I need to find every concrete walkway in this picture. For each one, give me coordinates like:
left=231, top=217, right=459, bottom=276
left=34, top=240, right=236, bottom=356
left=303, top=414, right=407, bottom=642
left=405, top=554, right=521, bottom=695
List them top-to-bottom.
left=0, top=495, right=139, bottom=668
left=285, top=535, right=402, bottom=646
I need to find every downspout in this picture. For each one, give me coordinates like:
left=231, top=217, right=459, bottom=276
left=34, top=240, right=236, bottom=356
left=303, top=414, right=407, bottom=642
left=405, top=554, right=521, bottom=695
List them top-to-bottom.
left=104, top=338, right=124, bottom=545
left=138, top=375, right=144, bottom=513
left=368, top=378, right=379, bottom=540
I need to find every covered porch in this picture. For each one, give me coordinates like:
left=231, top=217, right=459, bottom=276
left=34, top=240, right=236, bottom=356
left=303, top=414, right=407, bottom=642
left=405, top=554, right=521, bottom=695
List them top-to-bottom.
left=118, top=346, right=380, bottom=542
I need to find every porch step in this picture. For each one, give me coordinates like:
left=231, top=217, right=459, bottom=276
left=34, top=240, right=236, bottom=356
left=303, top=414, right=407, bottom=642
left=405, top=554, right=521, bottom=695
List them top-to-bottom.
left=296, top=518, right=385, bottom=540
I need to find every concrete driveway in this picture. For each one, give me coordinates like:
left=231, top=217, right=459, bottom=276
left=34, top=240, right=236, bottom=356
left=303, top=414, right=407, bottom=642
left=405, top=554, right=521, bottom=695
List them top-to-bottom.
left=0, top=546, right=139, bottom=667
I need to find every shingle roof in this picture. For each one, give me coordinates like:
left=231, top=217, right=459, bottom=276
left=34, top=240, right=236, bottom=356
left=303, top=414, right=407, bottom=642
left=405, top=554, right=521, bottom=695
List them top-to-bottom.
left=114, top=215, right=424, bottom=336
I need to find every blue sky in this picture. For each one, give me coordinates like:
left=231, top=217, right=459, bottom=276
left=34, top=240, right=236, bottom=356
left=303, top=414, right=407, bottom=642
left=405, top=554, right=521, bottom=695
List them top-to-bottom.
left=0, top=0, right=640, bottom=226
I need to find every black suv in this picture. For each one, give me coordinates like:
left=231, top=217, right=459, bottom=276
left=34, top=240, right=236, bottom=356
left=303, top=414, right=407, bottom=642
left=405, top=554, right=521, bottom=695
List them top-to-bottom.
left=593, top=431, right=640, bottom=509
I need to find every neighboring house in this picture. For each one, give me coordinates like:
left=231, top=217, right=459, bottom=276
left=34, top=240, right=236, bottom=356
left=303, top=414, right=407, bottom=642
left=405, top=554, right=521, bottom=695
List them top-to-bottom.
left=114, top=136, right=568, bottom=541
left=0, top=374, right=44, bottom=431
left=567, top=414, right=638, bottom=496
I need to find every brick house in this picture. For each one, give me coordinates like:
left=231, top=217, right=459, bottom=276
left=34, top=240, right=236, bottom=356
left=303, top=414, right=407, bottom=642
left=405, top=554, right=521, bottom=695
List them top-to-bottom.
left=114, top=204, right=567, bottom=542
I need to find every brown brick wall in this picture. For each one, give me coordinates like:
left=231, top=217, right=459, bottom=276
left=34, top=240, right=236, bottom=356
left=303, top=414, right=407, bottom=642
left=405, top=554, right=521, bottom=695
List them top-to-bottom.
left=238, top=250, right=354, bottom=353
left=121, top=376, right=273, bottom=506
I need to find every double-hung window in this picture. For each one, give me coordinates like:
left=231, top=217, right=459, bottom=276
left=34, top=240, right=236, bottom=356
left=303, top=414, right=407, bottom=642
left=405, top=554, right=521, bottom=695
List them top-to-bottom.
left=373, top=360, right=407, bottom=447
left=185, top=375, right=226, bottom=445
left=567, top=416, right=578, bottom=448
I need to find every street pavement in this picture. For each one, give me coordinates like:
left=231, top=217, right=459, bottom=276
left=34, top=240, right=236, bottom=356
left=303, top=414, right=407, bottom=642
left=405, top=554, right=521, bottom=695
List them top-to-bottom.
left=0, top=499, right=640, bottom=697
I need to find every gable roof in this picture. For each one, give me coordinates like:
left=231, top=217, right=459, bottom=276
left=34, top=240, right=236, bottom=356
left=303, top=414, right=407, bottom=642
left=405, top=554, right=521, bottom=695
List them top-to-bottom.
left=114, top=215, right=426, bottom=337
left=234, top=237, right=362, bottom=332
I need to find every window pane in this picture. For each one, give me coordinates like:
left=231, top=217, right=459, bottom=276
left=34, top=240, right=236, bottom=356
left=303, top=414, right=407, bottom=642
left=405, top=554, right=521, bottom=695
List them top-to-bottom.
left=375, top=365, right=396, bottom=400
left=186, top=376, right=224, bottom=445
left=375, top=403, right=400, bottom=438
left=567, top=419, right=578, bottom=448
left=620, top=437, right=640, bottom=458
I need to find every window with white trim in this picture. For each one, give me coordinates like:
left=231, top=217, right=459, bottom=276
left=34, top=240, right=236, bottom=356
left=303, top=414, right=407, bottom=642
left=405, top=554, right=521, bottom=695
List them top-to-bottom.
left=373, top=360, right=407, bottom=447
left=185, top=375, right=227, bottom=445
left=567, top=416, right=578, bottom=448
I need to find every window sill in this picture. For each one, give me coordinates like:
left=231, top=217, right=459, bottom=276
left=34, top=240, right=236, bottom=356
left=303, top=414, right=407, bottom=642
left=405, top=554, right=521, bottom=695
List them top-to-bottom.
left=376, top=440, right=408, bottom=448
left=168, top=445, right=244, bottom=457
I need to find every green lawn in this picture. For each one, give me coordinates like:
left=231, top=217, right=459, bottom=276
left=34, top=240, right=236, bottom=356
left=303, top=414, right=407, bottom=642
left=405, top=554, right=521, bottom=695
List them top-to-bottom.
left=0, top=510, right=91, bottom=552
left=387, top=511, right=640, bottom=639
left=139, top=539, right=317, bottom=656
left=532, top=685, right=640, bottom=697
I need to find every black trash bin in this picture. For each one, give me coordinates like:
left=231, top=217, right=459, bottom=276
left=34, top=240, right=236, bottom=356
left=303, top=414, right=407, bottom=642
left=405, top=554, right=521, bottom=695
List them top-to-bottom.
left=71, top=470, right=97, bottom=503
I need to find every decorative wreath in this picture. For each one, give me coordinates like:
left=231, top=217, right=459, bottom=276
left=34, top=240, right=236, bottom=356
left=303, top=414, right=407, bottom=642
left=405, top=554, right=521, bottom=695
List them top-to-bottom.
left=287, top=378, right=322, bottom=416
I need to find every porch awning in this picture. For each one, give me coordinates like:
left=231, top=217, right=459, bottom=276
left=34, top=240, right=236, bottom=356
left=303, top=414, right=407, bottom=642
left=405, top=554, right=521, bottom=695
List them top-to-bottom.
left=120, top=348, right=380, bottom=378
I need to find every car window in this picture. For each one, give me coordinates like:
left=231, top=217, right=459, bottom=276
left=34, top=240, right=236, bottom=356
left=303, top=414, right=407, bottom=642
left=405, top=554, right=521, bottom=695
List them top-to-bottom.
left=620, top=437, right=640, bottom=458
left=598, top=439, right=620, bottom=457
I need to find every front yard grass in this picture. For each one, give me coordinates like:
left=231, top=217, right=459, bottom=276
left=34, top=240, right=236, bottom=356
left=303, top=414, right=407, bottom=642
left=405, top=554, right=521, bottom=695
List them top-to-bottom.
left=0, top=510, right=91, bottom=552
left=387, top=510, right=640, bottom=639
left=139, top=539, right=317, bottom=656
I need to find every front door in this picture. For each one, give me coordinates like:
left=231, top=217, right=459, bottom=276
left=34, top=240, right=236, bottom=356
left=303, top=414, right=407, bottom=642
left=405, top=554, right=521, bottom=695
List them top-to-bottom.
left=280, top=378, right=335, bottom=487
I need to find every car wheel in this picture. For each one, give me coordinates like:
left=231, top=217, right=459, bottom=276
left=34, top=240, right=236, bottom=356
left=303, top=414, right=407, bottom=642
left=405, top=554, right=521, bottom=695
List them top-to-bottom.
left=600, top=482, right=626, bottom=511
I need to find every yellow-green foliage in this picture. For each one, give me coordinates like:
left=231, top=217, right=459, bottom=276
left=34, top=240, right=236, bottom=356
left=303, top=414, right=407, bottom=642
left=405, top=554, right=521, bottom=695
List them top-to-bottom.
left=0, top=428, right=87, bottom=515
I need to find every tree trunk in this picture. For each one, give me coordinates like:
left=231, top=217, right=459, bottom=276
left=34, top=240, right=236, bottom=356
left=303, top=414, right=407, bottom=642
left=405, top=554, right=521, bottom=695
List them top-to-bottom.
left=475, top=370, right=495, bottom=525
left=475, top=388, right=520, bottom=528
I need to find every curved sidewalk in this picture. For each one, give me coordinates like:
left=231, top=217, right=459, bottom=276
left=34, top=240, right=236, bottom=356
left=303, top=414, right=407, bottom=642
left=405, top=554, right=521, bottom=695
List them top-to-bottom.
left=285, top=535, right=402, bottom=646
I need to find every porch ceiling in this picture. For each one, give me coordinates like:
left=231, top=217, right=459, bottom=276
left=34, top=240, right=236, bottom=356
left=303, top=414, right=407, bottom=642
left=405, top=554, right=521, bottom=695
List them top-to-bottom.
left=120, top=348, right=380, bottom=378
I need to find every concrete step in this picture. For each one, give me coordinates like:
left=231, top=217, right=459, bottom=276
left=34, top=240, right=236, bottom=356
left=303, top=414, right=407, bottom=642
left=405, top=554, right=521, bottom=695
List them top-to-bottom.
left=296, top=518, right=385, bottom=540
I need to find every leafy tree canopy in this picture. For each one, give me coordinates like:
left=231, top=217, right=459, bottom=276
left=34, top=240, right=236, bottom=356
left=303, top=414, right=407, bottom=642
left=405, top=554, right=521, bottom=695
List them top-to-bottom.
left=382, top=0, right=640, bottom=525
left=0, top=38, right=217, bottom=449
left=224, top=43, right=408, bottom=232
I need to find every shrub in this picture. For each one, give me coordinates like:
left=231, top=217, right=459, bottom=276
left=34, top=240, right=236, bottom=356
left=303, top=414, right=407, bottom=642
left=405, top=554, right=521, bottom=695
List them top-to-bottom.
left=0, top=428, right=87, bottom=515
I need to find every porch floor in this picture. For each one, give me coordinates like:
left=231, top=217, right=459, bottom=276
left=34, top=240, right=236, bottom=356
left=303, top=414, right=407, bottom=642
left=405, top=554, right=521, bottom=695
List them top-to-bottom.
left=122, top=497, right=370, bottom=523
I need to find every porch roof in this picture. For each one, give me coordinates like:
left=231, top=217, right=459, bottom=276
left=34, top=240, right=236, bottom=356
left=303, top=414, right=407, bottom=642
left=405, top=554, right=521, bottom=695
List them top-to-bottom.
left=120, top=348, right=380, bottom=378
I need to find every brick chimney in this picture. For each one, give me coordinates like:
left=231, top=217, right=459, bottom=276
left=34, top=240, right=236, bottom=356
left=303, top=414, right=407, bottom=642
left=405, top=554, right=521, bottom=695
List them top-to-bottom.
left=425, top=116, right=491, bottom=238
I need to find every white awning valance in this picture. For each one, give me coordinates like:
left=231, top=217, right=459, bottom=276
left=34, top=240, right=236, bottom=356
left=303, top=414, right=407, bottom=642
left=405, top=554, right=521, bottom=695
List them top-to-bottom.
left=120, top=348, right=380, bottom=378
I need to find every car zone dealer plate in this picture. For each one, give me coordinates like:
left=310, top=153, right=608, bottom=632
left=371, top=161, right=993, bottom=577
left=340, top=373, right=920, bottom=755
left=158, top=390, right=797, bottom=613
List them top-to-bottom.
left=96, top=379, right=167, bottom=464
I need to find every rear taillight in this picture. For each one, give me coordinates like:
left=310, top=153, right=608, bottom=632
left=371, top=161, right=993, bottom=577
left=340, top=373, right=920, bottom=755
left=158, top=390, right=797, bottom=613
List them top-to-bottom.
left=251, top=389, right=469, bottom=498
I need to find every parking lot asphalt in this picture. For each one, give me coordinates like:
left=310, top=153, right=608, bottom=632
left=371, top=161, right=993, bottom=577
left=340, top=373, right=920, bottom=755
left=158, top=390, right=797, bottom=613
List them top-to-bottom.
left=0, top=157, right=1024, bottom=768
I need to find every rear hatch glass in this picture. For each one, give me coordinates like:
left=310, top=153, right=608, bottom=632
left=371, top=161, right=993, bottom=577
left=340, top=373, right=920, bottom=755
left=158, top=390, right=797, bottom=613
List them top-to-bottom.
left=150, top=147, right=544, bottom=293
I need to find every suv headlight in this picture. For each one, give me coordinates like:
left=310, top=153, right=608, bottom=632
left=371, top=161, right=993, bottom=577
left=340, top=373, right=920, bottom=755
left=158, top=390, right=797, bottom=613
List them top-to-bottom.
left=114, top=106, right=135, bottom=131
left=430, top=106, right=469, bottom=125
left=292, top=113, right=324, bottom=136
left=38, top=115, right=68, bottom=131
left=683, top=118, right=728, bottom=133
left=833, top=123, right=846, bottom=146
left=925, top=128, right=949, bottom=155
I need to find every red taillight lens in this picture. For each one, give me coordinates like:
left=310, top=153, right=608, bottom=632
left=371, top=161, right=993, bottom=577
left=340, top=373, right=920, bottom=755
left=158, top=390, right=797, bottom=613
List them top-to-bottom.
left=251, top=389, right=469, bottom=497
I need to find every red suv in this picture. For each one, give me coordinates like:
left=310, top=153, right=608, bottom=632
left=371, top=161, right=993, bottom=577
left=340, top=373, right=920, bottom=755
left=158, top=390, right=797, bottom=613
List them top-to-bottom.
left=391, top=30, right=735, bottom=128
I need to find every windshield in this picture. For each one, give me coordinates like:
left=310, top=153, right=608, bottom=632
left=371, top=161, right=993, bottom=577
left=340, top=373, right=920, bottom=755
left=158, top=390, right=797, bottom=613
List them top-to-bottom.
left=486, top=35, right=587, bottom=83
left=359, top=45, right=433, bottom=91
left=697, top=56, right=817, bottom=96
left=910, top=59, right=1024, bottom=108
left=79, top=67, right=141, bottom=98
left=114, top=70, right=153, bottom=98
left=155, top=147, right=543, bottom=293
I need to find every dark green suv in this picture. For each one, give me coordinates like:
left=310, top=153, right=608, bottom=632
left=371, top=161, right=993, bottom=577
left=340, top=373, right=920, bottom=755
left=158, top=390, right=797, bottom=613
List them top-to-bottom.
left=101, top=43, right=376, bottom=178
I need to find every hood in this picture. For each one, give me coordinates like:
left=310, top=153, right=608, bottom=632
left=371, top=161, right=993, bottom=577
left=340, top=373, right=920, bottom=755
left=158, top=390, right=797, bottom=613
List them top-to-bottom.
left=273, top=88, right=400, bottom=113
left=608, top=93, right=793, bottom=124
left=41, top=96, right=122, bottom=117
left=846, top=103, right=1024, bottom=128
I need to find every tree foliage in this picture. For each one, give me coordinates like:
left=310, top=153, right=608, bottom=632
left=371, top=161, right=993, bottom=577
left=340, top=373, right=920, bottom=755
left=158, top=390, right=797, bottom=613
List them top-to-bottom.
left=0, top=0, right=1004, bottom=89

▶ REQUIREMENTS: Reproduce the material from the line containing "I need to find every concrete driveway" down to the line containing "left=114, top=215, right=424, bottom=336", both of those lines included.

▶ REPLY:
I need to find every concrete driveway in this picture. For each one, give me coordinates like:
left=231, top=217, right=459, bottom=276
left=34, top=240, right=236, bottom=356
left=303, top=414, right=407, bottom=642
left=405, top=554, right=521, bottom=695
List them top-to-bottom.
left=0, top=546, right=139, bottom=667
I need to find every shingle roof in this picture. For each one, give me coordinates like:
left=231, top=217, right=459, bottom=276
left=34, top=240, right=236, bottom=356
left=303, top=414, right=407, bottom=642
left=405, top=554, right=521, bottom=695
List them top-to-bottom.
left=114, top=215, right=424, bottom=336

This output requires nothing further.